[Coordinate labeling data]
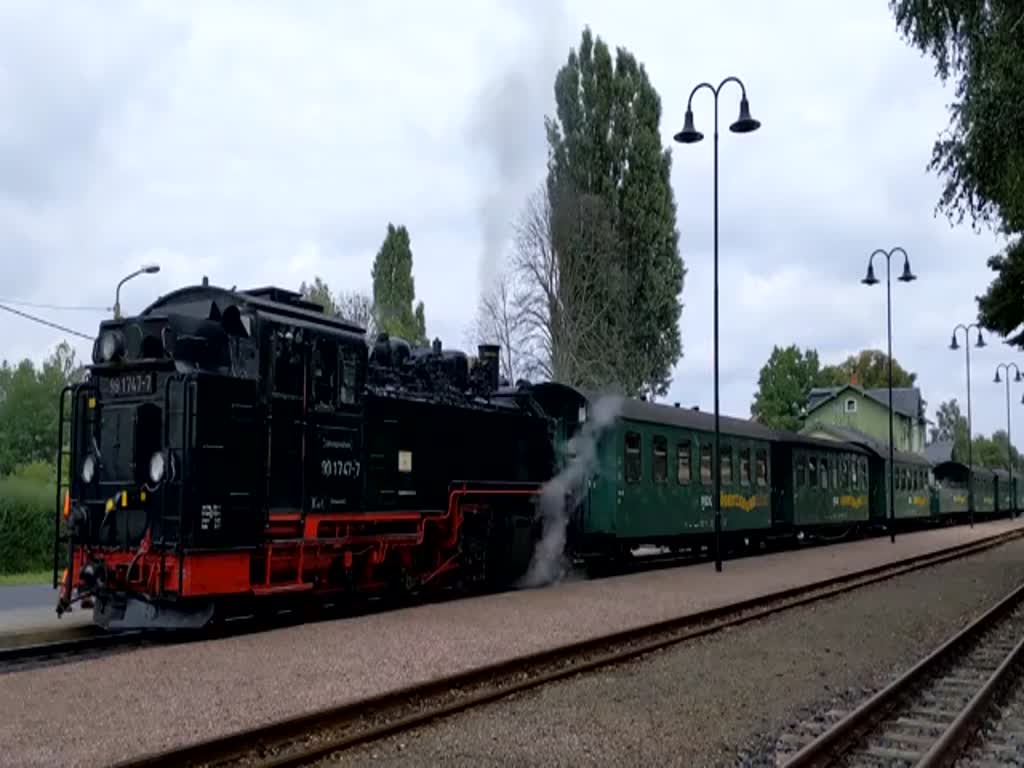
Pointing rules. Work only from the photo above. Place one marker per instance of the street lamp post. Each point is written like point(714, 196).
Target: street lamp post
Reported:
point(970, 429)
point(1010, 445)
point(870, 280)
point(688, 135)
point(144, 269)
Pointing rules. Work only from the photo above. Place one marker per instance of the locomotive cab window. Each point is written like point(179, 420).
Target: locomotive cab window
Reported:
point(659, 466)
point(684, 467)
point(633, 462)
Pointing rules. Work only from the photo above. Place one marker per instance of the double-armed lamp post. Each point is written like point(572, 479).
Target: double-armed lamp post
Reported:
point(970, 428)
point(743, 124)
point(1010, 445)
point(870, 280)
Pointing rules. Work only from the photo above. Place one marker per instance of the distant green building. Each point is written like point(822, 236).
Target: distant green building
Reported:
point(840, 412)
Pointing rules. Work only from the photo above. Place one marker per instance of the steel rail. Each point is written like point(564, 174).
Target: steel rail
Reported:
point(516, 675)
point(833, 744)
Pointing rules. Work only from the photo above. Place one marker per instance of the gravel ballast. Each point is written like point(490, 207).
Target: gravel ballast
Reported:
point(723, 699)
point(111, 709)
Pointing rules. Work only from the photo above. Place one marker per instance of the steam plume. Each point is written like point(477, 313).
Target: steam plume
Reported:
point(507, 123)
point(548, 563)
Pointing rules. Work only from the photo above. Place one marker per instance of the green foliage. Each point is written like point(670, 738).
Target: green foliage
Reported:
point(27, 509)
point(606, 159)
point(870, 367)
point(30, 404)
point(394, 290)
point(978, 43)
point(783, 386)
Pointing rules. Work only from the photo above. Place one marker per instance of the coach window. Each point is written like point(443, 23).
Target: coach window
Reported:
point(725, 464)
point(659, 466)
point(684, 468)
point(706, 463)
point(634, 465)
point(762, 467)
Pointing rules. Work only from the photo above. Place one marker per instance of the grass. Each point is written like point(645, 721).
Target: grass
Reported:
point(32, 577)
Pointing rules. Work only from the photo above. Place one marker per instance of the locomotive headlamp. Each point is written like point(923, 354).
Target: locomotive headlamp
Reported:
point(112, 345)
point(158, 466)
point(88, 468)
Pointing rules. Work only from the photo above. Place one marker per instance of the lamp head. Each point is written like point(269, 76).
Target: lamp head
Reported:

**Problem description:**
Output the entire coordinate labeling listing above verbatim, leaving out the pictures.

**Written response:**
Pointing rules. Work only from the photo above. Place one marker per instance of the street lamp post. Each point is written like point(714, 196).
Target: street lamp post
Reported:
point(970, 429)
point(1010, 445)
point(870, 280)
point(688, 135)
point(144, 269)
Pointing rules. Work only from the photo above. Place one marker per instance of the locomotive cab window. Each point is written like point(179, 420).
Target: locomotive cab window
Reported:
point(659, 466)
point(684, 467)
point(633, 462)
Pointing rules. Work only from the photo above. Place one marker per instance of the double-armed lamp post. Each point is written like point(572, 479).
Target: double-armed lamp post
Reported:
point(970, 428)
point(743, 124)
point(1010, 445)
point(870, 280)
Pointing rules. Work only from the photo above. Place one marker per instance of the distant green building. Each point is written like point(822, 236).
Target: distant green building
Reported:
point(840, 412)
Pointing rules. Work only from the photo above. Place one marker per instance of the steel rail. Each point is written like point(564, 174).
Target: steel rail
Reported:
point(516, 675)
point(833, 744)
Pointing rules. Work only from the photo above. Place one marker per instance of the gravel ballast. Each point is written like point(490, 207).
Target: gravel ballast
Reported:
point(723, 699)
point(111, 709)
Pointing rules. Work only from the photo above. Place one marker per instance of the steam plume. Each point is written like point(477, 313).
Target: steam plume
Reported:
point(507, 123)
point(548, 563)
Pointing rules. Work only from the photo above. Place one marker per instance of the green foliage. Each point is written like point(670, 738).
Target: green foliage
Reported:
point(27, 509)
point(606, 159)
point(870, 367)
point(30, 404)
point(394, 290)
point(978, 43)
point(783, 386)
Pointing rules. Work only from the photo above. Place one marker per instance of the coach window. Each point is written like point(443, 23).
Target: coach window
Reported:
point(725, 464)
point(659, 466)
point(684, 468)
point(706, 463)
point(634, 465)
point(762, 467)
Pointing rules. Work only from the photo above. Place one marker per instance of the grass. Each point is written like point(645, 721).
Target: grass
Reported:
point(32, 577)
Pointing rules. Work only from the photo above. Place one marker per instance of the locomotive headlamp. Each point is written like point(923, 354).
Target: locomotive headlamp
Reported:
point(112, 345)
point(158, 466)
point(88, 468)
Pointing rules. Work only from the photo above. Place one marker per instance of the lamp head. Each point is written like point(269, 76).
Target: lamp head
Reported:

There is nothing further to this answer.